» **Task statement**
For every entry that follows, return an identical copy.

• • • • •

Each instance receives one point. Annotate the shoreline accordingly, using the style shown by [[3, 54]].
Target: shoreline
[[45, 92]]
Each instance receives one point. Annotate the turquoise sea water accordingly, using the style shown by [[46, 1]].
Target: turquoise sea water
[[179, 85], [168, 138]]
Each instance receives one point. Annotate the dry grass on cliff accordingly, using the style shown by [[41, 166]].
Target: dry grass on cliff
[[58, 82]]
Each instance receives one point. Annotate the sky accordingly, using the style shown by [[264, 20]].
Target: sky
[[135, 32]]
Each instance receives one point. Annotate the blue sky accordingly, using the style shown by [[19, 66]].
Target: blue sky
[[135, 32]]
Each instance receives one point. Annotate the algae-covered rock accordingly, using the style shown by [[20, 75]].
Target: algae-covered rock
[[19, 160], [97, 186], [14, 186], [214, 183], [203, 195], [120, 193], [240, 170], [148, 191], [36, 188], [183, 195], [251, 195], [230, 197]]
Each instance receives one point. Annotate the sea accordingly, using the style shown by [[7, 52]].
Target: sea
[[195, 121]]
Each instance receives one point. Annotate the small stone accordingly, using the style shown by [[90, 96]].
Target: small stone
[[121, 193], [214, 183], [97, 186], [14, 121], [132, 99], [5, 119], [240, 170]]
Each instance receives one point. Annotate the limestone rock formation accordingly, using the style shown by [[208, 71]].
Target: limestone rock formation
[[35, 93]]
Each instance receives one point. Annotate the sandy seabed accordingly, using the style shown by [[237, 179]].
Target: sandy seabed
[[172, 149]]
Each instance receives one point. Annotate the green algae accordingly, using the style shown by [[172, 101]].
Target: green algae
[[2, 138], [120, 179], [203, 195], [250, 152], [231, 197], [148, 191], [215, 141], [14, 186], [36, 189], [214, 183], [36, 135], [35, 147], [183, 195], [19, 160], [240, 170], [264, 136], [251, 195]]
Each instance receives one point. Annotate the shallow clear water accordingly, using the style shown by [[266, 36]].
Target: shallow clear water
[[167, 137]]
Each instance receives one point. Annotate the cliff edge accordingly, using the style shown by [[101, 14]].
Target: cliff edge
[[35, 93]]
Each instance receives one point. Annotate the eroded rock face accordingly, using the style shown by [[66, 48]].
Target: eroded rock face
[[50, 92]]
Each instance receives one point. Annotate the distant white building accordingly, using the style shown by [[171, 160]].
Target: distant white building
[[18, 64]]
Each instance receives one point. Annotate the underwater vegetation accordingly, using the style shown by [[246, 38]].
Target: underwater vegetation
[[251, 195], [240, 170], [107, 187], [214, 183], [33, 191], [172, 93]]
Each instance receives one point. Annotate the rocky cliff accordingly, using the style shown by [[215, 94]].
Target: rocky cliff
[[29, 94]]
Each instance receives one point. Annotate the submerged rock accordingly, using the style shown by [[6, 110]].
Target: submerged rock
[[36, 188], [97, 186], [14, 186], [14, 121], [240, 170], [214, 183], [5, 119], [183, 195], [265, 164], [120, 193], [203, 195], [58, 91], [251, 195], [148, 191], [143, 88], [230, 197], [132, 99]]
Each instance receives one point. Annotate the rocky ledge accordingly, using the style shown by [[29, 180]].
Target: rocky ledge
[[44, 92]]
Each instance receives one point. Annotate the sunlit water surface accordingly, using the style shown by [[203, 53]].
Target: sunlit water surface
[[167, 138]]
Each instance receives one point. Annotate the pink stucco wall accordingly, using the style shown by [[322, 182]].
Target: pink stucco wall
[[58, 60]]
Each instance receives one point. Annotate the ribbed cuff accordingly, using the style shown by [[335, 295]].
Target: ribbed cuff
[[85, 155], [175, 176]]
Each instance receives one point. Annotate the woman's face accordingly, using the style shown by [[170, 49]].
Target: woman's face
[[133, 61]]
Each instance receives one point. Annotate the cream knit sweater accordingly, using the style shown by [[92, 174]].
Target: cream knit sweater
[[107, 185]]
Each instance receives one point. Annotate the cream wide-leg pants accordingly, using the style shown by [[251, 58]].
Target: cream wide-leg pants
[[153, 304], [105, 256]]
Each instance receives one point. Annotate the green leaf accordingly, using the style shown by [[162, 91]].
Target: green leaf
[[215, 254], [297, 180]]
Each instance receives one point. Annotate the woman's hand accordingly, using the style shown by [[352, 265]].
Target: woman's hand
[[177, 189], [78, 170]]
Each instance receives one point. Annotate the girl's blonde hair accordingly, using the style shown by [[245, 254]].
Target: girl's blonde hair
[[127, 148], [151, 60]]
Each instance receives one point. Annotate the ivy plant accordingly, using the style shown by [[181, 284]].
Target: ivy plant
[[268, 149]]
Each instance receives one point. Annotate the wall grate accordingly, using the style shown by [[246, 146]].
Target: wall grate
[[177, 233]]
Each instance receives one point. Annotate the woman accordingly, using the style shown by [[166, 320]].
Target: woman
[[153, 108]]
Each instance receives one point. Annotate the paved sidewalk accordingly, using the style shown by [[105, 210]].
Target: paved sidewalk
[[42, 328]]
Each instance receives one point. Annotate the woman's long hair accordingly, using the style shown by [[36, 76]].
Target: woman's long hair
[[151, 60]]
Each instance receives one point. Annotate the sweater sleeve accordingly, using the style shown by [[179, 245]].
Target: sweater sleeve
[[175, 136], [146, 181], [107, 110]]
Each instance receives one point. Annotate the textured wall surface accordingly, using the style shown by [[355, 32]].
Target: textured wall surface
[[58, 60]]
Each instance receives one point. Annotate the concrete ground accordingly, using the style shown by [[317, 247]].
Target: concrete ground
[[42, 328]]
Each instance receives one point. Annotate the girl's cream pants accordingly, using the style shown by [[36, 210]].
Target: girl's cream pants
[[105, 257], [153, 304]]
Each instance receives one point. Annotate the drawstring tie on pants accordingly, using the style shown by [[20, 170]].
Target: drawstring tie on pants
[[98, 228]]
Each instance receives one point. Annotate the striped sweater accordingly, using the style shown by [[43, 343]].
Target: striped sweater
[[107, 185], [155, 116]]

• • • • •

» **Task response**
Each instance receives one point. Annotate the shoreline accordingly, using the style shown by [[3, 54]].
Target: shoreline
[[45, 92]]
Each instance receives one point. Annotate the turquoise sea water accordingly, using the style shown by [[46, 1]].
Target: turquoise sea water
[[179, 85], [168, 138]]
Each instance receives one point. Annotate the dry grass on cliff accordingly, using the style shown by [[41, 166]].
Target: dry grass on cliff
[[58, 82]]
Each instance receives one point. Annotate the sky accordingly, using the style shown by [[264, 20]].
Target: sky
[[135, 32]]
Each instance receives one point. Annotate the blue sky accordingly, using the style shown by [[19, 66]].
Target: blue sky
[[135, 32]]
Each instance receives one point. Annotate the algae-covered rock accordingly, using the style shown by [[20, 75]].
Target: algae-covered rock
[[19, 160], [97, 186], [14, 186], [214, 183], [203, 195], [120, 193], [240, 170], [148, 191], [36, 188], [183, 195], [251, 195], [230, 197]]
Each instance receives one point. Annotate the sea accordingly, using the style shown by [[7, 52]].
Target: sea
[[195, 121]]
Each instance receives one point. Annotate the small stone accordingly, using the style shown by [[90, 96]].
Target: small stone
[[121, 193], [214, 183], [97, 186], [14, 121], [132, 99], [5, 119], [240, 170]]
Each instance receives one point. Annotate the limestone rock formation accordingly, using the style shown by [[208, 71]].
Target: limestone rock formation
[[35, 93]]
Each instance receives one point. Annotate the sandy seabed accordingly, using the style shown by [[237, 179]].
Target: sandy seabed
[[172, 149]]
Each instance receives one point. Annotate the green algae accordingly, using the style shown by [[172, 101]].
Target: green algae
[[2, 138], [120, 179], [203, 195], [250, 152], [231, 197], [148, 191], [215, 141], [14, 186], [36, 189], [214, 183], [36, 135], [35, 147], [183, 195], [19, 160], [240, 170], [264, 136], [251, 195]]
Each instance receives one point. Annotate the shallow clear water accordingly, using the style shown by [[266, 36]].
Target: shallow clear water
[[167, 137]]
Each instance receives one point. Annotate the cliff edge accordingly, using the style shown by [[101, 14]].
Target: cliff edge
[[35, 93]]
Each instance receives one point. Annotate the eroded rock face accordingly, using the style shown by [[66, 48]].
Target: eroded rock face
[[50, 92]]
Each instance receives one point. Annotate the distant white building accordingly, using the style shown by [[171, 160]].
Target: distant white building
[[18, 64]]
Each instance receives one point. Annotate the underwater vegetation accordingly, using the style shown by [[246, 38]].
Target: underwater vegetation
[[251, 195], [240, 170], [107, 187], [214, 183], [33, 191], [172, 93]]
Each instance receives one point. Annotate the rocky cliff accordingly, using the style shown by [[215, 94]].
Target: rocky cliff
[[29, 94]]
Each instance receives one point. Annotate the submerged rock accordingly, using the style shown by [[6, 110]].
Target: submerged rock
[[36, 188], [97, 186], [14, 186], [14, 121], [240, 170], [214, 183], [5, 119], [183, 195], [265, 164], [120, 193], [203, 195], [58, 91], [251, 195], [148, 191], [143, 88], [230, 197], [132, 99]]
Each instance receives one point. Annotate the rocky ledge accordingly, using the style shown by [[29, 180]].
Target: rocky ledge
[[44, 92]]
Each instance receives one point. Annotate the sunlit water surface accordingly, using the style shown by [[203, 53]].
Target: sunlit water surface
[[167, 138]]
Each instance receives one point. Annotate the pink stucco wall accordingly, using the style shown by [[322, 182]].
Target: pink stucco wall
[[58, 60]]
Each instance receives one point. Annotate the ribbed cuff accordingly, using the style shown by [[335, 295]].
Target: ribbed cuff
[[85, 155], [175, 176]]
Each instance receives one point. Annotate the woman's face accordingly, using the style shown by [[170, 49]].
Target: woman's face
[[133, 61]]
Each instance receives one point. Annotate the cream knit sweater accordingly, using the style shown by [[92, 174]].
Target: cream knit sweater
[[107, 185]]
Each instance receives one point. Annotate the cream wide-leg pants accordingly, using the style shown by [[251, 58]].
Target: cream wide-leg pants
[[153, 304], [105, 256]]
Each instance receives one point. Annotate the green leaf accordingly, using the style shown by [[162, 91]].
Target: green leaf
[[215, 254], [297, 180]]
Each instance receives one point. Annotate the woman's hand accordingly, using the style shown by [[352, 265]].
Target: woman's hand
[[177, 189], [78, 170]]
Each instance receives one point. Annotate the girl's blonde hair accordingly, using the style shown by [[245, 254]].
Target: girl's blonde hair
[[127, 148], [151, 60]]
Each instance receives one point. Annotate the ivy plant accordingly, using the style shown by [[181, 284]].
Target: ivy plant
[[268, 149]]
Each instance receives one point. Annotate the wall grate accordingly, using the style shown by [[246, 146]].
Target: wall grate
[[177, 233]]
Each instance receives one point. Annotate the woman accordingly, using the style shown by [[166, 320]].
Target: woman
[[153, 108]]
Each instance receives one point. Annotate the paved sidewalk accordingly, using the style shown by [[105, 210]].
Target: paved sidewalk
[[42, 328]]
Each instance receives one point. Annotate the woman's long hair accordingly, using the style shown by [[36, 76]].
Target: woman's long hair
[[151, 60]]
Each instance receives one point. Annotate the sweater sleeve accordingly, using the style shown by [[179, 245]].
Target: sweater sleeve
[[175, 136], [146, 181], [107, 110]]
Each instance receives one point. Annotate the textured wall surface accordingly, using the style shown by [[355, 32]].
Target: textured wall surface
[[58, 60]]
Each instance receives one point. Annotate the concrete ground accordingly, using the style shown by [[317, 247]].
Target: concrete ground
[[42, 328]]
Each instance receives one point. Annotate the girl's cream pants accordingly, using the style shown by [[36, 210]].
Target: girl's cream pants
[[105, 257], [153, 304]]
Each instance receives one point. Annotate the drawstring tie on pants accordingly, using the style shown by [[20, 170]].
Target: drawstring tie on pants
[[98, 228]]
Each instance receives one point. Annotate the striped sweater accordingly, using the style shown by [[43, 343]].
Target: striped sweater
[[107, 185], [155, 116]]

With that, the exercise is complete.